##### GIVEN DATA #####
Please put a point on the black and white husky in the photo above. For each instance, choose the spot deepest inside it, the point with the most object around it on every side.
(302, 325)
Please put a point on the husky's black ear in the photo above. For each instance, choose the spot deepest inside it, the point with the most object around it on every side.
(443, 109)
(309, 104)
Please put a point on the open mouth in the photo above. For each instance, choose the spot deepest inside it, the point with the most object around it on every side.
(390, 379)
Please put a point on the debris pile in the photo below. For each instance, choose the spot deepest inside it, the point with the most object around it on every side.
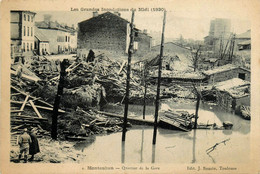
(80, 124)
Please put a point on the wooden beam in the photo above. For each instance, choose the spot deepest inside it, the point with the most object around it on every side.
(23, 105)
(12, 111)
(35, 98)
(38, 106)
(28, 117)
(35, 109)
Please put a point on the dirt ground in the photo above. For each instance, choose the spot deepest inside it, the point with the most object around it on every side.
(52, 151)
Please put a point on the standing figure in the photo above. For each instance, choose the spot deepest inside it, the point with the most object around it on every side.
(34, 146)
(24, 143)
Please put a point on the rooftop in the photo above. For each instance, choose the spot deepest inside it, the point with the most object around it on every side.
(222, 69)
(235, 87)
(246, 35)
(54, 25)
(39, 35)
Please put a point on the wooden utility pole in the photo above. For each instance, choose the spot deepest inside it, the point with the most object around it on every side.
(130, 51)
(63, 67)
(159, 82)
(199, 95)
(197, 110)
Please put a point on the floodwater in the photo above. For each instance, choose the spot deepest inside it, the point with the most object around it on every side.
(173, 146)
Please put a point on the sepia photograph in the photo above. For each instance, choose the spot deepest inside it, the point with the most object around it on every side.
(130, 88)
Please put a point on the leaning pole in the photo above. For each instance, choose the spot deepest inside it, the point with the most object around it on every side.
(130, 50)
(159, 81)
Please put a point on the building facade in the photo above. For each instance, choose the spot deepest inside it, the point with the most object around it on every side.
(226, 72)
(41, 43)
(61, 37)
(219, 33)
(22, 31)
(110, 32)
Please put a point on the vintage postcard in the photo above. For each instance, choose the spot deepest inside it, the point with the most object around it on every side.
(130, 86)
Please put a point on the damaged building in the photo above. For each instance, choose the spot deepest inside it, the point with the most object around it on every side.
(22, 32)
(61, 37)
(110, 32)
(226, 72)
(231, 94)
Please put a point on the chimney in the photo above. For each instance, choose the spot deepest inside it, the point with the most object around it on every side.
(117, 13)
(47, 18)
(95, 14)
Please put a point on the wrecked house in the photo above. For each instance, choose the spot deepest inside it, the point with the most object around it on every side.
(41, 42)
(110, 32)
(226, 72)
(231, 94)
(243, 41)
(22, 32)
(61, 37)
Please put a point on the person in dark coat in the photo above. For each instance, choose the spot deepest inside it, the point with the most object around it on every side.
(34, 146)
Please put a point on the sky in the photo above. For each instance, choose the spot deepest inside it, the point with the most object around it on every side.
(190, 22)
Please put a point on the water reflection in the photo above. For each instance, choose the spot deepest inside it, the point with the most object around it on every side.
(175, 146)
(84, 144)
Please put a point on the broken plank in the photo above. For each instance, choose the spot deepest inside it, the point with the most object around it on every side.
(24, 121)
(12, 111)
(15, 94)
(35, 98)
(28, 117)
(122, 66)
(38, 106)
(17, 127)
(23, 105)
(35, 109)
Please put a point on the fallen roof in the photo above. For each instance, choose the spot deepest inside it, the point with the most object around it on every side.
(179, 75)
(235, 87)
(246, 42)
(223, 68)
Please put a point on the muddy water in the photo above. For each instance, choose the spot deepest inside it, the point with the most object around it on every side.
(173, 146)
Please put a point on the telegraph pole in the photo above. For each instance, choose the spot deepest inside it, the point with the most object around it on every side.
(145, 91)
(63, 66)
(159, 81)
(130, 51)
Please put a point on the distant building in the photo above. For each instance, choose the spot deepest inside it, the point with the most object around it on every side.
(61, 37)
(243, 41)
(231, 94)
(22, 32)
(220, 30)
(110, 32)
(226, 72)
(41, 45)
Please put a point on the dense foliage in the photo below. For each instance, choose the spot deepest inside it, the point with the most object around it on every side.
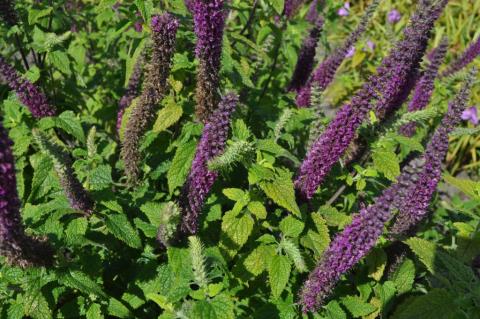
(239, 159)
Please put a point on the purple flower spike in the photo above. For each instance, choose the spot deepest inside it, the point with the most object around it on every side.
(164, 30)
(468, 56)
(418, 196)
(424, 87)
(344, 10)
(28, 93)
(131, 92)
(15, 245)
(382, 91)
(209, 20)
(7, 12)
(394, 16)
(325, 72)
(291, 7)
(305, 61)
(471, 114)
(200, 179)
(351, 245)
#####
» **WRITTEN TASK**: Repeat all of the rows above word for word, leaving out the pictures.

» **SOLUTION**:
Please put a point on the black and white husky in the photo above. For each instance, choose the spot deepest inside it, the point with the most object around it on every side.
(302, 325)
Please put a point on the husky's black ear in the photo above. For each instance, choose the spot deepest inside it, the point with the most object around it on every side.
(443, 109)
(309, 104)
Please put a point on the open mouth in the photo above. For each instance, choose the spot deepest inside it, the point with the most object around it on every side.
(390, 379)
Please put a point on the debris pile in the photo below. For each instance, choose the spot deepest inside it, the point with the most object around it on every side.
(80, 124)
Please put a point on the wooden beam in the photo above. For each instance, choose the spot deepest inside it, the point with the most object around it on every side.
(23, 105)
(12, 111)
(35, 98)
(38, 106)
(28, 117)
(35, 109)
Please put a point on the dirt ground in the photo above. For each instance, choose the spot deepest inside it, the point with the most object around it on every side.
(52, 151)
Please put a point on the standing figure in the photo above. For each instance, choose the spot deepest inside it, the point with the most object around it on every side.
(34, 146)
(24, 143)
Please put a point on the rooftop in the photo above. For each instance, choose the spot deepest inside it, the point with the most object around it on every side.
(222, 69)
(235, 87)
(246, 35)
(54, 25)
(39, 35)
Please put a point on the wooden utility pole in the photo above. For each instance, choose the spot deepest inside it, the point with the most object around it on every side.
(130, 51)
(63, 67)
(159, 82)
(199, 95)
(197, 110)
Please put a point on the floodwater in the photo above. For each instance, choose the spot deepest inside it, the point with the most object around it on every side.
(173, 146)
Please put a point on the sepia photograph in the photo above. For each instance, choose the spot deepest inside it, the point with the most object around it on every side.
(130, 88)
Please put a point on the leaning pole in the photo above. For each instance, choose the spot deepest inside it, the point with the most object around it on every side.
(130, 50)
(159, 81)
Please put a point on the building facade in the photo above. For each instance, choose the spot deepest inside it, the point with the most object around it on every side.
(226, 72)
(41, 43)
(61, 37)
(219, 33)
(22, 31)
(110, 32)
Please put a point on the vintage postcard in the photo above. For each instance, choose the spot deepest inside it, the point with the most object around it on every side.
(130, 86)
Please put a point on the damaged building in the photo above. For each instance, choose the spot deepest inside it, the point with the most object around it on every side.
(22, 32)
(61, 37)
(110, 32)
(226, 72)
(231, 94)
Please put a point on the chimney in the photo above. For each instance, choose the spot deepest inside it, the point with the most object around it on every side.
(117, 13)
(47, 18)
(95, 14)
Please put a point on the wrecked house in the photo above. For each instance, choose the spot deepest inside it, the point with the most object around it on every side.
(41, 42)
(110, 32)
(226, 72)
(231, 94)
(243, 41)
(22, 32)
(61, 37)
Please put a point on the person in dark coat in the photo above. For each instance, choose the spot deepest inside it, the point with the most object around it on every side.
(34, 146)
Please put a point on the sky in the photo above. For each instance, choose the spot deepest inside it, the point with the most object around it on every side.
(190, 22)
Please put a point on the water reflection in the photo above. For each instance, choose the spot deepest inside it, the point with the most object around it on every side.
(175, 146)
(84, 144)
Please put a point on the broken plank in the photo above. For each instance, choose the spot deepest inside it, the point with the most object around it on every side.
(24, 121)
(12, 111)
(15, 94)
(35, 98)
(28, 117)
(122, 66)
(38, 106)
(17, 127)
(23, 105)
(35, 109)
Please put a point on the fallen roof in the photo above. For each instance, choose the spot deepest inside it, the point with the most object around it on every side.
(179, 75)
(235, 87)
(246, 42)
(223, 68)
Please put a point on the muddy water in the photo above. For each instance, choose the spot deepest inside it, the point with the most object around it on every side.
(173, 146)
Please put a point on the telegraph pole in the photo above. For each instance, choose the spot deepest inside it, the point with the most object around it on every side.
(145, 91)
(63, 66)
(159, 81)
(130, 51)
Please put a point on the distant building in the photo above. For each instance, choose the spot deepest inside it, the point with the most object around it on every side.
(61, 37)
(243, 41)
(231, 94)
(22, 32)
(220, 30)
(110, 32)
(226, 72)
(41, 45)
Please put a point on the dense foliage in the photo below. For each instance, choose the spot deepest inside it, the point with the most object around it on every side.
(239, 159)
Please put a point on the purple flower spike in the photo above. For each instance, choose the spot deepest inside it, the point with the most object around it on every side.
(164, 30)
(468, 56)
(418, 196)
(424, 87)
(344, 10)
(28, 93)
(131, 92)
(15, 245)
(382, 91)
(209, 20)
(7, 12)
(394, 16)
(325, 72)
(291, 7)
(305, 61)
(471, 114)
(200, 179)
(351, 245)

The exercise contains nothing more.